Task requirements - Please return the lines, both ends included, that run from the one containing "If you would be willing to indicate the power" to the last line of the data below, exactly and alone.
··· Extracted information ···
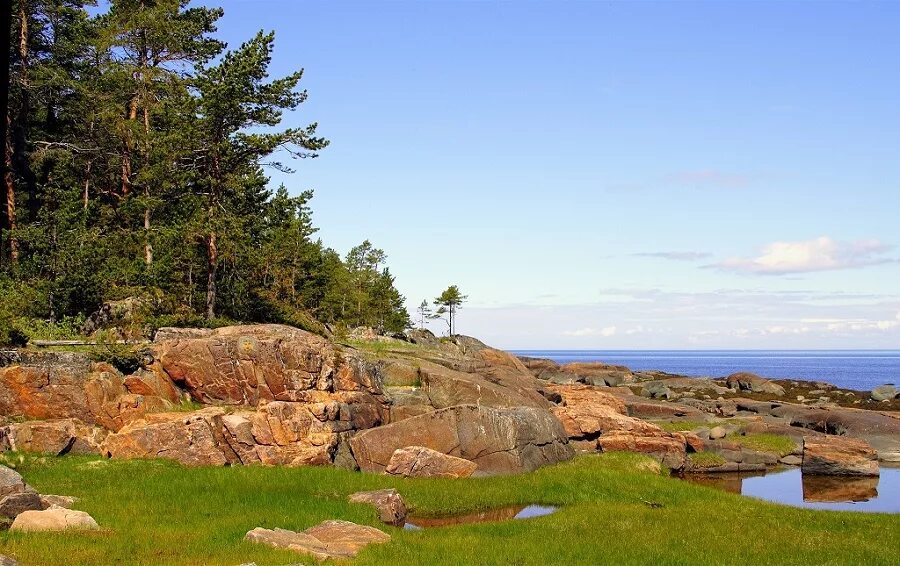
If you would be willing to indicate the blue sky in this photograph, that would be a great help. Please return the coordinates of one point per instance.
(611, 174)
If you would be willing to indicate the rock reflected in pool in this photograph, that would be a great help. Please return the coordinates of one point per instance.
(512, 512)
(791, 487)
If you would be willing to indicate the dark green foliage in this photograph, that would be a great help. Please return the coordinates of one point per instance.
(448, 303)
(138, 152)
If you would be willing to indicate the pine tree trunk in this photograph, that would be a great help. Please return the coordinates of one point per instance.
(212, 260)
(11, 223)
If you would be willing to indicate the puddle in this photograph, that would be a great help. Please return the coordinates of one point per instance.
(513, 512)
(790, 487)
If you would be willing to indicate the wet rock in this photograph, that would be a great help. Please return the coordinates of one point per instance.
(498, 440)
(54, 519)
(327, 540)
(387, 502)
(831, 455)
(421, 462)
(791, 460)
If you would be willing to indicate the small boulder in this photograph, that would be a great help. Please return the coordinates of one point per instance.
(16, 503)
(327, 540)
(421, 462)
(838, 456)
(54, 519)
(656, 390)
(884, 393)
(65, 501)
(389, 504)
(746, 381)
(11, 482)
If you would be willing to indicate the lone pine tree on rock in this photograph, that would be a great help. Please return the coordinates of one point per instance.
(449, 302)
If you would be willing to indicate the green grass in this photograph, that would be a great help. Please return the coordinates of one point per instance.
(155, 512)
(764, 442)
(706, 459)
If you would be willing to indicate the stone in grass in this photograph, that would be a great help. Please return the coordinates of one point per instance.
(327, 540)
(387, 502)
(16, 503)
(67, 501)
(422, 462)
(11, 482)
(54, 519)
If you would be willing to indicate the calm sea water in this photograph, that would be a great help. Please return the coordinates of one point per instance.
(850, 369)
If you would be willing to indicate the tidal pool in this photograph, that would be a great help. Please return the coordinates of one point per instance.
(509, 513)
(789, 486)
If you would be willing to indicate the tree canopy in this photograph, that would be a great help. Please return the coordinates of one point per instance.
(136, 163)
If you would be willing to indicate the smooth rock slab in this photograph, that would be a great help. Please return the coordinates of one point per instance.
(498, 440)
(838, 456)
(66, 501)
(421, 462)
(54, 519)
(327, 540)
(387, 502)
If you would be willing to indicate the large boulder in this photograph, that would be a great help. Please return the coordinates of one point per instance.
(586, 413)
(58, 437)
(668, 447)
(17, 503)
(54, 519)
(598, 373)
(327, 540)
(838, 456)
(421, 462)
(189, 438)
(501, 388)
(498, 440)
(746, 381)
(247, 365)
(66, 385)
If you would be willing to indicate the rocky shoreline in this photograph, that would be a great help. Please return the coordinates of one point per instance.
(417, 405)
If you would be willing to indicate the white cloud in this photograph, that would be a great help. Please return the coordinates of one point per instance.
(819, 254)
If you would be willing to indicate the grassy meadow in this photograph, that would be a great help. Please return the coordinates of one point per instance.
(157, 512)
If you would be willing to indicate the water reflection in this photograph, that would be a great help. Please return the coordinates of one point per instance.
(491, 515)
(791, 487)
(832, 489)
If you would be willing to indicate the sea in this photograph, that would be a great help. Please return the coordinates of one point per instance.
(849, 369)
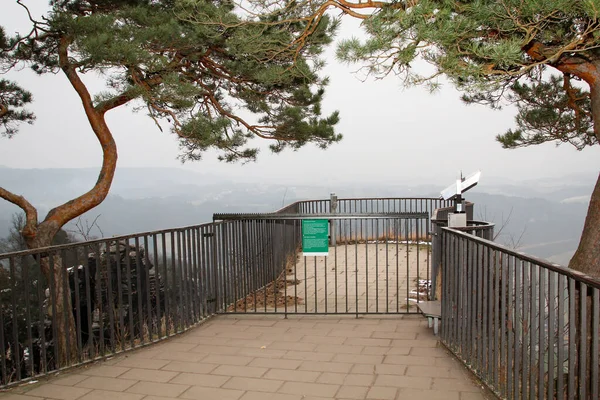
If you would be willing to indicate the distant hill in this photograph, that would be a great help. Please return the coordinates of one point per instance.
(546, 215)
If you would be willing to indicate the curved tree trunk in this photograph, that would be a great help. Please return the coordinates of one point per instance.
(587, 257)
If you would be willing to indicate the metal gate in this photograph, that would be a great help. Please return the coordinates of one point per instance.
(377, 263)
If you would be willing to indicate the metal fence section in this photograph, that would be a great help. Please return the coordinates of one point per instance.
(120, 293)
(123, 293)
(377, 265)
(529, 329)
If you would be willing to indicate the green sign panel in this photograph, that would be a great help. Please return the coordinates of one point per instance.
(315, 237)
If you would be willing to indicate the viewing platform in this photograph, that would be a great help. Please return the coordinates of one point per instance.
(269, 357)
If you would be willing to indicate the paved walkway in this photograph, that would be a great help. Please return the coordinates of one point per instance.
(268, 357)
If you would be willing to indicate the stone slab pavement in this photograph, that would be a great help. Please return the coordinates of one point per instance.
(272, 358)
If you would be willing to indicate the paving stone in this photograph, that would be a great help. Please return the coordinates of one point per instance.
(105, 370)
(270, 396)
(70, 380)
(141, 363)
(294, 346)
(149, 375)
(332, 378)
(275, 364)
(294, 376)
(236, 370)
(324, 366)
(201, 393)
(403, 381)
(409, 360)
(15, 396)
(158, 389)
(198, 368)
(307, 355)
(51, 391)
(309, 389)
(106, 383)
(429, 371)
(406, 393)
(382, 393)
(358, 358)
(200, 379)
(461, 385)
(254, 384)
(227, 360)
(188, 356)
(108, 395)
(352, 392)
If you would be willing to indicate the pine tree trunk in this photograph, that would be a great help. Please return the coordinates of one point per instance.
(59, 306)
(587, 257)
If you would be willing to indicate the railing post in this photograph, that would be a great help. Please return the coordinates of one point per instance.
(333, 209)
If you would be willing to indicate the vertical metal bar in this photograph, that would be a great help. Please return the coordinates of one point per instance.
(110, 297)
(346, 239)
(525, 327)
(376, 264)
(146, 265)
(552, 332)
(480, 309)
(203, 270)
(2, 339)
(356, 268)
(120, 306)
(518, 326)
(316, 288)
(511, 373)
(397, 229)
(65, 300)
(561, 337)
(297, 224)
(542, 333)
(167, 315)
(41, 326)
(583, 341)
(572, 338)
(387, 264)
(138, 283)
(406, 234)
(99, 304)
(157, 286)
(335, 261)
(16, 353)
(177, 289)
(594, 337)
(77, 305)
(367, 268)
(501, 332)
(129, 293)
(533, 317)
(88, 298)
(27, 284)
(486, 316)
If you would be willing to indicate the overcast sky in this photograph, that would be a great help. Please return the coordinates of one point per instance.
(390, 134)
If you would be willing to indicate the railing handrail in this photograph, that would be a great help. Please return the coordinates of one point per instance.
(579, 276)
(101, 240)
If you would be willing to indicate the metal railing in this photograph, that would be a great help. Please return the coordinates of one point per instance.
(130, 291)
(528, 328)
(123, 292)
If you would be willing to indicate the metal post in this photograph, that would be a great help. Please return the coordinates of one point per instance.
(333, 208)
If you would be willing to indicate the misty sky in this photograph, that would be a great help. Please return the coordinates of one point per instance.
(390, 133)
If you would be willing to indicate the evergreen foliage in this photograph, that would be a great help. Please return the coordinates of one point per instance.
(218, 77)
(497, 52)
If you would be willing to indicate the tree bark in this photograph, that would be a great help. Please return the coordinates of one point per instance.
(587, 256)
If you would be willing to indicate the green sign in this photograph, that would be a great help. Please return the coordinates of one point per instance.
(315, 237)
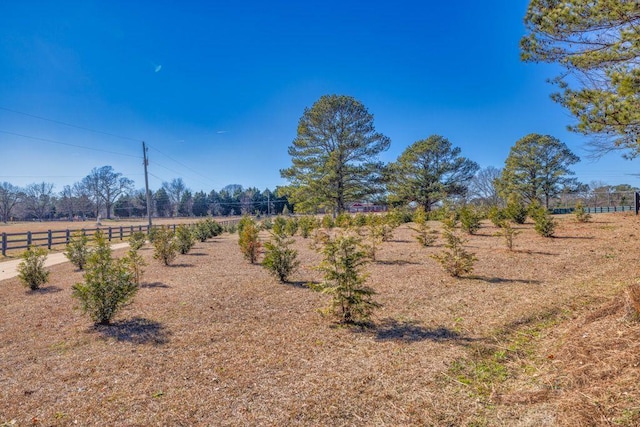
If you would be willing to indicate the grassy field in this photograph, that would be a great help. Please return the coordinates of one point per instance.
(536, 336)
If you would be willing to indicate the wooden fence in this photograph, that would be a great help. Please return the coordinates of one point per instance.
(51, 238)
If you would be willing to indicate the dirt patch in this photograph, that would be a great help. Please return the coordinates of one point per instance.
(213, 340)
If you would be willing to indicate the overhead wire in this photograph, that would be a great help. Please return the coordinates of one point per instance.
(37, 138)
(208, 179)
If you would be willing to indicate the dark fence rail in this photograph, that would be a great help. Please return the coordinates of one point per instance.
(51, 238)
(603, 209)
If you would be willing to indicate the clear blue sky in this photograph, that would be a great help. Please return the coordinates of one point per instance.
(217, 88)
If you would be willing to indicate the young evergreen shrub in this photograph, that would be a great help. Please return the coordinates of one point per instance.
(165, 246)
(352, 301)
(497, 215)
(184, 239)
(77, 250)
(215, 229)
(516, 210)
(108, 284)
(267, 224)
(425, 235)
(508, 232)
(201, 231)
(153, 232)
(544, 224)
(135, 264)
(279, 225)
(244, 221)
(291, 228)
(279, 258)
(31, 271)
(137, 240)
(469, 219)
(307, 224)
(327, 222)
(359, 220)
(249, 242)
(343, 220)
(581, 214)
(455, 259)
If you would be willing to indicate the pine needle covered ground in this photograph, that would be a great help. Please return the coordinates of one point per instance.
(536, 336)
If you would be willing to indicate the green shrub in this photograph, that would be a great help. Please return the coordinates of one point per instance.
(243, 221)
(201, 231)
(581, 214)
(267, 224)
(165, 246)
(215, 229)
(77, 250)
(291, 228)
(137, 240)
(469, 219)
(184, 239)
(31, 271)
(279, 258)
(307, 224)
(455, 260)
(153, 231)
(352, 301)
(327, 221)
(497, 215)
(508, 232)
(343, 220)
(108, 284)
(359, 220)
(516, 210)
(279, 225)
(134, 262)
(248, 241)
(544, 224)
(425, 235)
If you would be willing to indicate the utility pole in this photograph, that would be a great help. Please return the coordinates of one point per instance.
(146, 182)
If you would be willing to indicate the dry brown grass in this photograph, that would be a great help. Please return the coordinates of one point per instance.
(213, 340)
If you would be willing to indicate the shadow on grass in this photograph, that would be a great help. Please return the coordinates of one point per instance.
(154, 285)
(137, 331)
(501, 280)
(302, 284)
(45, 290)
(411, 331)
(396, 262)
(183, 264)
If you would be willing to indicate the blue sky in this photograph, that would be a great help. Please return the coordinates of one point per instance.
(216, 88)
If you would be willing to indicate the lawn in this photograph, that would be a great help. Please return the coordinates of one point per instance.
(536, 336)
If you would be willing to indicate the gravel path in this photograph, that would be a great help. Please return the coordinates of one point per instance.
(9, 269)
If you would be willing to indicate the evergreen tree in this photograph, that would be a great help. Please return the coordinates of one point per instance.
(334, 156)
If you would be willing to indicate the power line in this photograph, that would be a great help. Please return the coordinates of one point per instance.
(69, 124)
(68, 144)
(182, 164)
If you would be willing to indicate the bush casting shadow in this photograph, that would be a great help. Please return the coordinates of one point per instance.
···
Answer to the exercise -
If you would be willing to indicate the power line in this photograph, that would be a great help. Please return the coordinates of one point per instance.
(69, 124)
(68, 144)
(182, 164)
If you would be willing to indicate the bush casting shadow in this photograph, that would be a great help. Please return the coordinates of one point per instance.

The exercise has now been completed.